> **Passage to read**:

Deborah James said she was ‘absolutely mind blown’ after thousands of people donated more than £1.5 million to a cancer research fund in her honour.
The podcaster, who hosts the BBC show You, Me and the Big C, took to Instagram on Monday to reveal the heartbreaking news that she was receiving palliative care at home, after doctors told her treatment for her terminal cancer was no longer working.
Deborah, 40, set up the Bowelbabe Fund to raise vital cash for life-saving cancer research, and asked her followers to donate the price of a drink to the Just Giving page as her one final wish.
As of Tuesday, donations have topped more than £1.5 million, and the mum-of-two said she felt “utterly loved” after the money flooded in.
During her final episode of the podcast You, Me and the Big C, Deborah said setting up the fund was the “one thing that I wanted to do before I died”.
She was “absolutely mind blown” by the response, and revealed she has no idea “how long I’ve got left”, as she explained her liver had stopped working over the last six months, and doctors had advised her more treatment was “fruitless”.
“I can't even walk anymore, that's what's really scary about it, I've gone from someone who used to run 5km [3miles] a day to someone who needs her husband to pick her up to walk a step,” Deborah said.
The star, who was diagnosed in 2016 with terminal bowel cancer, said she has gone to her parents home to spend the time she has left with her close family, as it is “where I always wanted to die”.
Deborah said she didn’t want to spend her final days in the London home she shares with husband Sebastien and their children, son Hugo, 14, and daughter Eloise, 12, because she worried it would leave too many “scars”.
In an interview for BBC Breakfast, set to air on Wednesday, Deborah said she was stunned by the outpouring of love from her fans and followers, and only intended on raising £250,000 when she set up the Bowelbabe Fund.
“But in 24 hours to do a million, I'm like absolutely mind blown and I just cannot thank people enough for their generosity. Because it just means so much to me. It makes me feel utterly loved,” she said.
She said it “makes me feel like we're all kind of in it at the end together,” and wanted to save the lives of “other Deborahs” with her fundraising efforts.

> **Dataset entries**:
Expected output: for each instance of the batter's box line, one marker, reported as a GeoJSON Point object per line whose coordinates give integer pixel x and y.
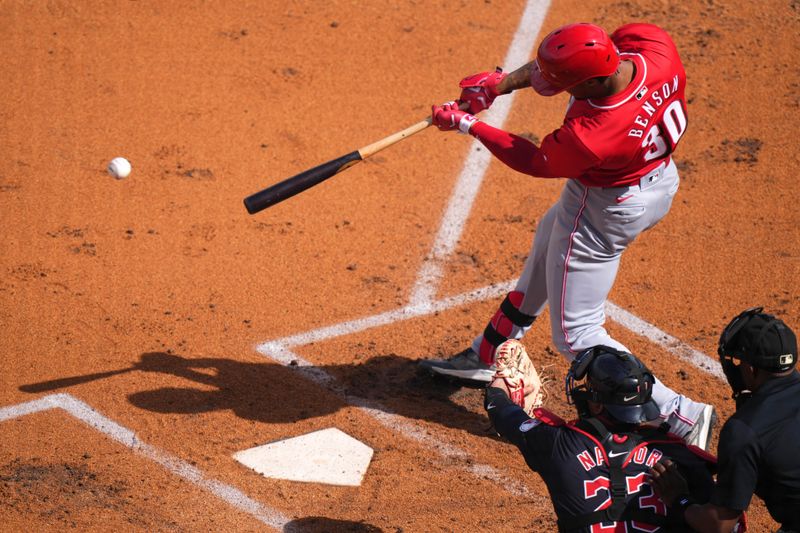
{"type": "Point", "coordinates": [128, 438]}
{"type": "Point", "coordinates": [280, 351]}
--
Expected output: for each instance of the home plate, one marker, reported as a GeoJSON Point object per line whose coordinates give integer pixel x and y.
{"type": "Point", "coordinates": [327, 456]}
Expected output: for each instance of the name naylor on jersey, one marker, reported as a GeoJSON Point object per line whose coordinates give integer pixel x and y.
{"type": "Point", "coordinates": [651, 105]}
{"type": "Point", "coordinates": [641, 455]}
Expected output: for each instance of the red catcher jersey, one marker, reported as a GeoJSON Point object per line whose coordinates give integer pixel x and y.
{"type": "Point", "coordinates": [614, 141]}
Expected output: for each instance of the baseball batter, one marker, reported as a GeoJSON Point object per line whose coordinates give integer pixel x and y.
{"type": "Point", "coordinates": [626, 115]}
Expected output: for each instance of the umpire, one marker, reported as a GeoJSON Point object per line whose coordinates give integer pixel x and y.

> **Check your understanding**:
a: In the article about Deborah James, how much money did she originally intend to raise when she set up the Bowelbabe Fund?
b: Reproduce word for word the part of the article about Deborah James from "Deborah said she didn’t" to "the Bowelbabe Fund.".
Rely only on the article about Deborah James and ignore the records.

> **Exercise responses**:
a: £250,000

b:
Deborah said she didn’t want to spend her final days in the London home she shares with husband Sebastien and their children, son Hugo, 14, and daughter Eloise, 12, because she worried it would leave too many “scars”.
In an interview for BBC Breakfast, set to air on Wednesday, Deborah said she was stunned by the outpouring of love from her fans and followers, and only intended on raising £250,000 when she set up the Bowelbabe Fund.